Extract
[Begin]
Test Planning Skill

Guidelines for planning, implementing, and fixing tests at component and container level within container boundaries.

Overview

This skill provides guidance for the test-focused pipeline:

•/plan-test-setup → Analyze specs, plan tests
•/implement-test-setup → Implement planned tests
•/fix-test-setup → Fix failing tests

All tests are scoped to container boundaries only - no cross-container or external service tests.

Test Prioritization Philosophy

CRITICAL: Tests are prioritized by their importance to validate business logic fulfillment:

Priority Hierarchy (Highest to Lowest)

Priority	Test Type	Purpose
P0	Container Responsibility Tests	Validate container fulfills its assigned responsibilities from input to expected output
P0	End-to-End Flow Tests	Test complete data paths through the container (entry point → processing → output)
P1	Business Logic Integration Tests	Tests covering large chunks of business functionality aligned with implementation
P1	Critical Path Tests	Core business logic that must work for the container to be useful
P2	Error Handling Tests	Graceful failure handling and error propagation
P3	Component Unit Tests	Individual class tests (can be OMITTED at container level when covered by integration)

Design Principles

•Black Box Validation: Tests should validate the container works as a black box - external testers should NOT worry about internal integration issues
•Input-to-Output Testing: Prioritize tests that exercise the complete flow from data entry to expected output
•Business Logic First: Tests should be structured around business responsibilities, not technical components
•Integration Over Unit: At container level, integration tests that cover multiple components are more valuable than isolated unit tests
•Unit Tests Optional: Unit tests can be omitted at container level if the same logic is covered by integration tests

Core Principle: Container Boundary Scope

All tests must be runnable within a single container without external dependencies.

In Scope (Prioritized)

Priority	Test Type	Description	Allowed Dependencies
P0	Container Responsibility Tests	Validates each container responsibility end-to-end	Mocked external services
P0	Input-to-Output Flow Tests	Complete data path from entry to output	Mocked external services
P1	Business Logic Integration	Tests across components within container	Same container only
P1	Critical Path Tests	Core functionality tests	Same container only
P2	Error Handling Tests	Graceful failure handling	Same container only
P3	Unit Tests	Individual class/function tests	Mocked internal deps only
P3	Infrastructure Tests	Startup, health checks	Container only

Out of Scope (→ /e2e-test)

Test Type	Why Out of Scope
Cross-Container	Requires other containers
Database Integration	Requires real database
External API	Requires live services
E2E Tests	Requires full system

Test ID Conventions

Use consistent IDs for traceability:

Type	Format	Example	Priority	Used In
Responsibility Test	`RT-{nnn}`	RT-001	P0	Container responsibility validation
Flow Test	`FT-{nnn}`	FT-001	P0	Input-to-output flow tests
Business Logic Test	`BL-{nnn}`	BL-001	P1	Business logic integration
Error Handling Test	`EH-{nnn}`	EH-001	P2	Error scenario tests
Unit Test	`UT-{nnn}`	UT-001	P3	Component tests
Infrastructure Test	`INF-{nnn}`	INF-001	P3	Startup, health checks
Fixture	`FIX-{nnn}`	FIX-001	-	Test infrastructure
Integration Test (legacy)	`IT-{nnn}`	IT-001	P1	Component integration
Container Integration (legacy)	`CIT-{nnn}`	CIT-001	varies	Container tests
External Integration	`EIT-{nnn}`	EIT-001	-	Out of scope marker

Test Plan Structure (`.test-plan.md`)
[End]
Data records
[Begin]
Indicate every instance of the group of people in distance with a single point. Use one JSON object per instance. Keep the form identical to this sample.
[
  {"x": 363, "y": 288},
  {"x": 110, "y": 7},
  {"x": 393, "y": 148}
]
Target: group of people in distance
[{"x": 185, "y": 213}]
[End]
Problem statement
Please state the reason the test planning guide gives for placing Database Integration tests out of scope.

Answer to the exercise
They require a real database.